- **PROVIDED ENTRIES**
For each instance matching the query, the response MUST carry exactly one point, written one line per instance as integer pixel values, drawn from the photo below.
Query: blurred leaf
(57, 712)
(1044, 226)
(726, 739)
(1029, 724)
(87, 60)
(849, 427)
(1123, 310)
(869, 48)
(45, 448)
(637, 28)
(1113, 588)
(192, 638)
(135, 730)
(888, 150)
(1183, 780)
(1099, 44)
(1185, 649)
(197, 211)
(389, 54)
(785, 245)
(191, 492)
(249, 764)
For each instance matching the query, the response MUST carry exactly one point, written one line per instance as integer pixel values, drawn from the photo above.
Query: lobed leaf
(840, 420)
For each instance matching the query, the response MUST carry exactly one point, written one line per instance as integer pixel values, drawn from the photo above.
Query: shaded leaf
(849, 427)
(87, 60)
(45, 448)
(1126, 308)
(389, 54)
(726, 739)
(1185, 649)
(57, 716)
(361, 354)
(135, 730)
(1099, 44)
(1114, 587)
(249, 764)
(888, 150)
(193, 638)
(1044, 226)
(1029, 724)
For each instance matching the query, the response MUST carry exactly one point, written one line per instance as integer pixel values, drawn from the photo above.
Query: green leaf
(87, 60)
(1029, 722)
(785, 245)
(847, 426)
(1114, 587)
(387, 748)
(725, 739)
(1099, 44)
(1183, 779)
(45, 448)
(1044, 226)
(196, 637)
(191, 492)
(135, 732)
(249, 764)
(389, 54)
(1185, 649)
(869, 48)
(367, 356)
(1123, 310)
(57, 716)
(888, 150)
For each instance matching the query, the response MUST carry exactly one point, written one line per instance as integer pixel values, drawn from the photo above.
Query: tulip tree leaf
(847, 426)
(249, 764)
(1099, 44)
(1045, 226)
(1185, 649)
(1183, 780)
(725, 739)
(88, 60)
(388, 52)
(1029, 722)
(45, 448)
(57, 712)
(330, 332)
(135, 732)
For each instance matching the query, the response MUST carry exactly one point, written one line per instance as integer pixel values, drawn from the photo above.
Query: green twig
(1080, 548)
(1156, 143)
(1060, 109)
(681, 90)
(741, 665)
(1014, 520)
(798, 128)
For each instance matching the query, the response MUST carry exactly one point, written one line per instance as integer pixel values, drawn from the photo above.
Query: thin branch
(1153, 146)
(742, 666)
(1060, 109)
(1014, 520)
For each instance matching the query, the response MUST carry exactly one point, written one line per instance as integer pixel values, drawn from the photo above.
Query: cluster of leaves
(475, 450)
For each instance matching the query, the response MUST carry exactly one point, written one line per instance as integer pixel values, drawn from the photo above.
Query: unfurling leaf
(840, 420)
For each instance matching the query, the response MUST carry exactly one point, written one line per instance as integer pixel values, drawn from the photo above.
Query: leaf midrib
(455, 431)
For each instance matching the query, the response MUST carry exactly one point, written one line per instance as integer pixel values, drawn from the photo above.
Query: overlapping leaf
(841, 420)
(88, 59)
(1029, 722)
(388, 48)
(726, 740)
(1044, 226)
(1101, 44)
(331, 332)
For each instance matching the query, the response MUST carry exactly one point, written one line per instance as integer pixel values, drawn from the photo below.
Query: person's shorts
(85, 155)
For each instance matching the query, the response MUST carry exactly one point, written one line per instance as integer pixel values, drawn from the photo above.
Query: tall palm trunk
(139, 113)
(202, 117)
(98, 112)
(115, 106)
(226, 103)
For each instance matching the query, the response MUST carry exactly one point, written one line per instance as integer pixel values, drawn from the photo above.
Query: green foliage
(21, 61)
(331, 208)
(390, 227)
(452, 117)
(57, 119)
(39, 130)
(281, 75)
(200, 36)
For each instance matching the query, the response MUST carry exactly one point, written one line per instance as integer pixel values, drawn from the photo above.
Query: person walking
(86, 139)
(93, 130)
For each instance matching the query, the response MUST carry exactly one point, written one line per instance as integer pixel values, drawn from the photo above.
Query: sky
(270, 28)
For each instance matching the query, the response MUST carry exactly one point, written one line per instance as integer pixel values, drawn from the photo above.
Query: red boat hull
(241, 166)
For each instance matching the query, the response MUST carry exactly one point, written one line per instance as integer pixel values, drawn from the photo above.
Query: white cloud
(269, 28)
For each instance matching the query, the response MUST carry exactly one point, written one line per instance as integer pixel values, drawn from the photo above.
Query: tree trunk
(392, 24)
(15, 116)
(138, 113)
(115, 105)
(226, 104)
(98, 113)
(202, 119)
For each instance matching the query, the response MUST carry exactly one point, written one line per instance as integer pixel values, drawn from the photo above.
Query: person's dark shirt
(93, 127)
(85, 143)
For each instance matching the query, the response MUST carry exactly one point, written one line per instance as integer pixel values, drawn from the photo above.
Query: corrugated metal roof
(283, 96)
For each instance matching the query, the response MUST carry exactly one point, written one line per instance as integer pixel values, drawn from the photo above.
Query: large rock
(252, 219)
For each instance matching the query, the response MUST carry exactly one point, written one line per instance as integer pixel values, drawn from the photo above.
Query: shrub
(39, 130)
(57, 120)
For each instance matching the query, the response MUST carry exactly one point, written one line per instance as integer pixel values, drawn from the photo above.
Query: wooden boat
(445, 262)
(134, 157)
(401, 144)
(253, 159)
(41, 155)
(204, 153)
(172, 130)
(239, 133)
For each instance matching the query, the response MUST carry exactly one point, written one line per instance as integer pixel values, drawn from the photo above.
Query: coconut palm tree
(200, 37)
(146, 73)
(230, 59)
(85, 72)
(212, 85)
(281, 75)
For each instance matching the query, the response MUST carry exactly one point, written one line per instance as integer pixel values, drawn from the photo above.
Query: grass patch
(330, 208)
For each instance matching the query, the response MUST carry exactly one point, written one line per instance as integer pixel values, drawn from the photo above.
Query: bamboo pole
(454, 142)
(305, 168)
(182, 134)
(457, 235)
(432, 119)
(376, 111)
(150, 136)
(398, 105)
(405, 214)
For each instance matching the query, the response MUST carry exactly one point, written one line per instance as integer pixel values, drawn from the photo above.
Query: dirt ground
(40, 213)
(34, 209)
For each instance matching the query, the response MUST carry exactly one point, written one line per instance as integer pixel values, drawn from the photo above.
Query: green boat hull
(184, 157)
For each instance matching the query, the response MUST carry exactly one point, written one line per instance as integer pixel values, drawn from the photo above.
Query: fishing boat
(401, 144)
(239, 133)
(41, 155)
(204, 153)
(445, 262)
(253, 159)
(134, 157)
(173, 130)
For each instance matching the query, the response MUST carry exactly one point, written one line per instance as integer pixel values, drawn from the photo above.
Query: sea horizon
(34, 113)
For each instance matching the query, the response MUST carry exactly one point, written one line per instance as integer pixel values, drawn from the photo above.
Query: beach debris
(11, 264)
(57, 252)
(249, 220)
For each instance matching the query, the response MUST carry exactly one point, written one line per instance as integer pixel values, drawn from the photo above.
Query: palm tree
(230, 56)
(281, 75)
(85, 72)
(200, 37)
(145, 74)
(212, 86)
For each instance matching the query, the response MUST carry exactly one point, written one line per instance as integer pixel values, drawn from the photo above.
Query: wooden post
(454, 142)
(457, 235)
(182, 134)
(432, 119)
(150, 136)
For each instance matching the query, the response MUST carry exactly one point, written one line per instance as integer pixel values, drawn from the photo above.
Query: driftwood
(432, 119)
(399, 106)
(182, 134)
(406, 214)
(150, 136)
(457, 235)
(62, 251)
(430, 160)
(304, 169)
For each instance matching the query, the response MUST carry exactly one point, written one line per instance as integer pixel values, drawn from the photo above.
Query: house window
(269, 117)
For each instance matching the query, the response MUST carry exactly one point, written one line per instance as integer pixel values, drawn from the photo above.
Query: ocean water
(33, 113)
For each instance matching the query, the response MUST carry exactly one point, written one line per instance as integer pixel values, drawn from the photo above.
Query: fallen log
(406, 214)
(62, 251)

- **EXERCISE PROMPT**
The entire listing must be repeated without a single change.

- **ANSWER BELOW**
For each instance matching the query, the response MUST carry exactly one point, written one line per instance as integer pixel values, drawn from the photo below.
Query: blurred leaf
(57, 712)
(1044, 226)
(726, 739)
(1029, 724)
(87, 60)
(849, 427)
(1123, 310)
(869, 48)
(45, 448)
(637, 28)
(1113, 588)
(192, 638)
(135, 730)
(888, 150)
(1183, 780)
(1099, 44)
(1185, 649)
(197, 211)
(389, 54)
(785, 245)
(191, 492)
(249, 764)
For each instance matching the query, the response MUST carry exactly one point, written one line per instance as integer pixel values, drawn from the photo above.
Query: lobed leaf
(840, 420)
For each instance matching the query, the response MUST carry exactly one point, written one line per instance as integer pixel values, drawn from the photo above.
Query: shaded leaf
(849, 427)
(87, 60)
(45, 448)
(1126, 308)
(389, 54)
(726, 739)
(1185, 649)
(57, 716)
(361, 354)
(135, 730)
(1099, 44)
(1114, 587)
(249, 764)
(888, 150)
(193, 638)
(1044, 226)
(1029, 724)
For each instance matching the query, the response MUST carry exactly one point, written one line per instance as integer pixel values, drawn from the photo above.
Query: green leaf
(87, 60)
(1029, 722)
(785, 245)
(847, 426)
(1114, 587)
(387, 748)
(725, 739)
(1099, 44)
(1183, 779)
(45, 448)
(1044, 226)
(196, 637)
(191, 492)
(135, 732)
(249, 764)
(389, 54)
(1185, 649)
(869, 48)
(367, 356)
(1123, 310)
(57, 716)
(888, 150)
For each instance matching the query, the response MUST carry exactly one point, written one line per instance as integer pixel values, drawn from the photo above.
Query: tulip tree leaf
(847, 426)
(249, 764)
(1099, 44)
(1045, 226)
(1185, 649)
(1183, 780)
(725, 739)
(88, 60)
(388, 52)
(1029, 722)
(45, 448)
(57, 712)
(330, 332)
(135, 732)
For each instance matching the query, the response MUST carry exactly one point, written one line per instance as integer pixel values, drawn from the photo above.
Query: green twig
(1080, 548)
(1156, 143)
(1060, 109)
(681, 90)
(741, 665)
(1014, 520)
(798, 128)
For each instance matching the query, the response MUST carry exactly one point, written one line per instance as integer pixel values, drawn from the photo above.
Query: thin branch
(1153, 146)
(742, 666)
(1060, 109)
(1014, 520)
For each instance matching the query, the response MUST carry exactly one point, written one line per instance as integer pixel values, drawn from the photo above.
Query: cluster of leaves
(475, 450)
For each instance matching the query, the response MUST carry exactly one point, written one line per instance as integer pixel values, drawn from the photo above.
Query: unfurling leaf
(840, 420)
For each instance matching the query, the response MUST carry exactly one point, written one line per instance as integer pixel values, drawn from the photo above.
Query: leaf midrib
(455, 431)
For each instance matching the query, the response MUST carry exactly one point, written one line per instance as integer pixel values, drawn from the photo above.
Query: overlapping leaf
(841, 420)
(88, 59)
(1029, 722)
(388, 48)
(726, 740)
(1044, 226)
(1101, 44)
(331, 332)
For each instance matching the query, the response MUST carry exactly one point, written one line per instance as integer pixel values, drawn from the photo below.
Query: person's shorts
(85, 155)
For each instance matching the query, the response MUST carry exactly one point, written one line per instance as integer pixel values, drawn from the photo above.
Query: tall palm trunk
(139, 113)
(202, 117)
(98, 112)
(115, 106)
(226, 103)
For each instance matching the query, the response MUST carry exactly one point, written one line per instance as integer pixel values, drawn from the photo above.
Query: green foliage
(21, 61)
(331, 208)
(390, 227)
(452, 117)
(57, 119)
(39, 130)
(281, 75)
(200, 36)
For each instance matching the query, the response MUST carry exactly one point, written one line per instance as integer pixel values, drawn from the photo above.
Query: person walking
(86, 139)
(93, 130)
For each instance matching the query, the response MUST carry exactly one point, written one line per instance as integer pixel values, drawn from the photo above.
Query: sky
(270, 28)
For each instance matching the query, the response MUST carry exactly one point, written one line per instance as integer pixel values, drawn from the photo above.
Query: red boat hull
(241, 166)
For each instance matching the query, the response MUST carry exactly one point, written one line per instance as integer pixel values, drawn from the photo above.
Query: white cloud
(269, 28)
For each instance matching the query, the response MUST carry exactly one point, written one line per instance as integer pixel values, drawn from the photo above.
Query: tree trunk
(392, 24)
(15, 116)
(138, 113)
(115, 105)
(226, 104)
(98, 113)
(202, 119)
For each instance matching the query, the response MUST carry exactly one point, written one line per instance as integer pixel values, drawn from the photo above.
Query: person's dark shirt
(93, 127)
(85, 143)
For each instance matching the query, the response MUST carry exactly one point, written one line per instance as integer pixel values, drawn from the photo above.
Query: corrugated metal roof
(283, 96)
For each instance matching the query, the response MUST carry exactly one point, written one line per instance as integer pixel values, drawn from the photo above.
Query: large rock
(252, 219)
For each instance matching the query, the response MUST carry exactly one point, written one line per instance as integer pixel values, drawn from the photo above.
Query: shrub
(39, 130)
(57, 120)
For each instance matching the query, the response MUST carry exactly one point, written one line per instance as integer pixel values, drawn from the photo above.
Query: wooden boat
(445, 262)
(134, 157)
(401, 144)
(253, 159)
(41, 155)
(204, 153)
(172, 130)
(239, 133)
For each instance matching the query, the response MUST carry exactly one point, written one line per instance as integer pixel values, drawn from the photo above.
Query: coconut palm tree
(200, 37)
(146, 73)
(230, 59)
(85, 72)
(212, 85)
(281, 75)
For each instance matching the query, the response MUST carry exactly one point, written one line per instance as integer pixel values, drawn from the photo above.
Query: grass patch
(330, 208)
For each instance matching the query, the response MUST carry exactly one point, written one line per instance as integer pixel values, drawn from the photo above.
Query: bamboo pole
(454, 142)
(305, 168)
(182, 134)
(457, 235)
(432, 119)
(376, 111)
(150, 136)
(398, 105)
(405, 214)
For each instance matching the query, the response MUST carry exactly one point, written one line per instance as integer pixel values, drawn from the photo above.
Query: dirt ground
(40, 213)
(34, 209)
For each instance matching the query, the response MUST carry exactly one point, written one line per instance as integer pixel values, drawn from the photo above.
Query: green boat hull
(184, 157)
For each instance matching the query, the response MUST carry exactly one point, written one line per instance as integer pixel values, drawn from the photo above.
Query: fishing boat
(401, 144)
(239, 133)
(41, 155)
(204, 153)
(445, 262)
(253, 159)
(134, 157)
(173, 130)
For each instance matching the query, the response MUST carry exactly one point, written one line per instance as integer pixel values, drawn from the photo above.
Query: sea horizon
(34, 113)
For each instance matching the query, the response MUST carry exactly one point, written one line per instance as integer pixel values, drawn from the photo above.
Query: beach debris
(11, 264)
(57, 252)
(249, 220)
For each instance matching the query, the response MUST carry exactly one point, written one line per instance as integer pixel values, drawn from the photo above.
Query: palm tree
(230, 56)
(281, 75)
(85, 72)
(200, 37)
(145, 74)
(212, 86)
For each instance matching the query, the response MUST carry exactly one point, written one line per instance as integer pixel values, drawn from the photo above.
Query: wooden post
(454, 142)
(457, 235)
(182, 134)
(432, 119)
(150, 136)
For each instance matching the query, the response MUST carry exactly one point, written one line per instance as integer pixel values, drawn from the photo above.
Query: driftwood
(432, 119)
(399, 106)
(182, 134)
(406, 214)
(150, 136)
(457, 235)
(62, 251)
(430, 160)
(304, 169)
For each instance matching the query, the response MUST carry exactly one point, written one line per instance as integer pixel values, drawn from the photo above.
Query: house window
(269, 117)
For each instance matching the query, the response MUST carry exactly one point, written one line per instance as integer pixel values, drawn from the photo above.
Query: ocean water
(33, 113)
For each instance matching the query, the response MUST carry exactly one point, written one line per instance as integer pixel values, drawn from the photo above.
Query: fallen log
(406, 214)
(62, 251)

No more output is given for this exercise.